Excerpt provided ▸
•••

Waiting to Dig Out

June 1, 2009
The numbers, to put it plainly, are pretty grim for the construction industry. Despite a 0.3% increase in nonresidential construction spending for March after five straight months of decline, the construction industry still faces a slew of negative indicators, according to Ken Simonson, chief economist for the Associated General Contractors of America (AGC) and that's going to put a damper on construction

The numbers, to put it plainly, are pretty grim for the construction industry. Despite a 0.3% increase in nonresidential construction spending for March after five straight months of decline, the construction industry still faces a slew of negative indicators, according to Ken Simonson, chief economist for the Associated General Contractors of America (AGC) — and that's going to put a damper on construction truck sales for the foreseeable future.

“Increases in manufacturing construction are being propelled by huge refinery and steel mill projects that were begun well before the economic downturn,” he explains. “[But] these large projects are eclipsing broader negative trends.”

For instance, Simonson pointed to the Bureau of Economic Analysis report at the end of April that noted real gross domestic product (GDP) growth — net of inflation — fell from January through March at a precipitous 6% annual rate for the second quarter in a row. Investment in private residential, private nonresidential and public structures each plunged at much steeper rates, dropping by 44%, 33% and 17%, respectively.

“In coming months, [federal government] stimulus money will flow in increasing amounts. But it is not likely to overcome the downturn in private, state and locally funded projects,” he says. “Given the broader economic trends at play, it is likely that nonresidential spending could fall by as much as 9% in 2009, even with stimulus funds.”

The other problem is that money allotted to construction projects within the $787 billion in spending and tax cuts contained in the American Recovery and Reinvestment Act is only slowly wending its way into the system. Of that stimulus money, just $27.5 billion is provided for highway and bridge projects. To date, only 2,163 projects have been approved, totaling $6.7 billion. This represents about 25% of the appropriated funds, notes Brian Lindgren, director of vocational sales for Kenworth Truck Co.

“I've learned that you have to read the news reports very closely, and watch for distinctions between words such as ‘provided,’ ‘approved,’ ‘appropriated’ and ‘work started,’” he says. “If the work hasn't started, nobody is firing up those trucks.”

That also means few construction firms are willing to invest in new equipment, notes John Walsh, spokesman for Mack Trucks.

“Industry-wide sales of dump trucks and mixers continue to run at low levels due to the dramatic decline in housing construction,” he says. “Government stimulus and moves by the Federal Reserve to create greater liquidity should ultimately have a positive impact. But with customers currently still hesitant to purchase new equipment in the face of economic uncertainty and relatively tight credit, it remains difficult to predict exactly when the situation will improve.”

•••

Material provided ▸
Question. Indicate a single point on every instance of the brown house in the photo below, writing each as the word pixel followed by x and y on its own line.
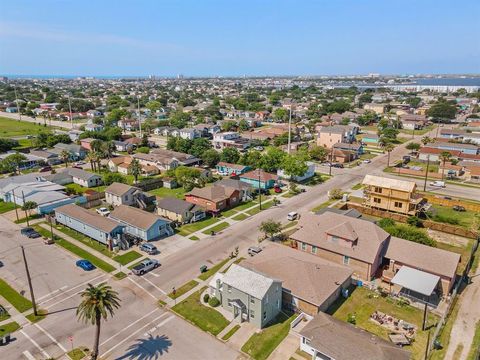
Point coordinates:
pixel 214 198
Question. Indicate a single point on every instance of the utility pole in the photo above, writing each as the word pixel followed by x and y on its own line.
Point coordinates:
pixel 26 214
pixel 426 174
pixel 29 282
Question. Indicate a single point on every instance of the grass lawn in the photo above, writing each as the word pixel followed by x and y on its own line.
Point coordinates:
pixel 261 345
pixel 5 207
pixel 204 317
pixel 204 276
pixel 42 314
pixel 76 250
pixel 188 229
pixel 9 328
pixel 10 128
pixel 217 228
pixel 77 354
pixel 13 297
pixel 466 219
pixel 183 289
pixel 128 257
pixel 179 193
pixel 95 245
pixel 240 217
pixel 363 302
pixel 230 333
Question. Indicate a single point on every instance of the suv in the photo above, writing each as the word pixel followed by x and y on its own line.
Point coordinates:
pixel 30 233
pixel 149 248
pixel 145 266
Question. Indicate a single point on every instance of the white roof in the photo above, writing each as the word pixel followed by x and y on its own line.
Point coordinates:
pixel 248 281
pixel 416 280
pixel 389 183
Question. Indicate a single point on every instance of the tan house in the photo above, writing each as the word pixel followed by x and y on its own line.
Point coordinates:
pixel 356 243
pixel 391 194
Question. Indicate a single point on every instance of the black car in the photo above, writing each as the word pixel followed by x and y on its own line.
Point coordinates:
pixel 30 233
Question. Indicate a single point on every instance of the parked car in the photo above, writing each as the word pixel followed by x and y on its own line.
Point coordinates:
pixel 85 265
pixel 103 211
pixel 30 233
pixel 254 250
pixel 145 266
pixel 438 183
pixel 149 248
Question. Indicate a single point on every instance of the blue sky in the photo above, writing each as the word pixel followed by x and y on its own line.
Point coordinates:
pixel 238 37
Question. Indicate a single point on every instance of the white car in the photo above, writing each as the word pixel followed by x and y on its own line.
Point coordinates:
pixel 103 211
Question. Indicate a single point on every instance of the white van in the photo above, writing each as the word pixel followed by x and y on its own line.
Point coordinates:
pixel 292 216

•••

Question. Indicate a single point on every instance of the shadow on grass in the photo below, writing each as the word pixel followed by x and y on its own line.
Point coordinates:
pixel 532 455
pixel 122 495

•••

Required actions ▸
1 – Reproduce the stretch of the construction industry article from "June 1, 2009" through "the foreseeable future.".
2 – Recast the stretch of the records from the line containing "Question. Indicate a single point on every instance of the brown" through the line containing "pixel 214 198" as a JSON list of strings, one string per line, without blank lines. Leave out any pictures.

Results of the exercise ▸
1 –
June 1, 2009
The numbers, to put it plainly, are pretty grim for the construction industry. Despite a 0.3% increase in nonresidential construction spending for March after five straight months of decline, the construction industry still faces a slew of negative indicators, according to Ken Simonson, chief economist for the Associated General Contractors of America (AGC) and that's going to put a damper on construction

The numbers, to put it plainly, are pretty grim for the construction industry. Despite a 0.3% increase in nonresidential construction spending for March after five straight months of decline, the construction industry still faces a slew of negative indicators, according to Ken Simonson, chief economist for the Associated General Contractors of America (AGC) — and that's going to put a damper on construction truck sales for the foreseeable future.

2 –
[
  "Question. Indicate a single point on every instance of the brown house in the photo below, writing each as the word pixel followed by x and y on its own line.",
  "Point coordinates:",
  "pixel 214 198"
]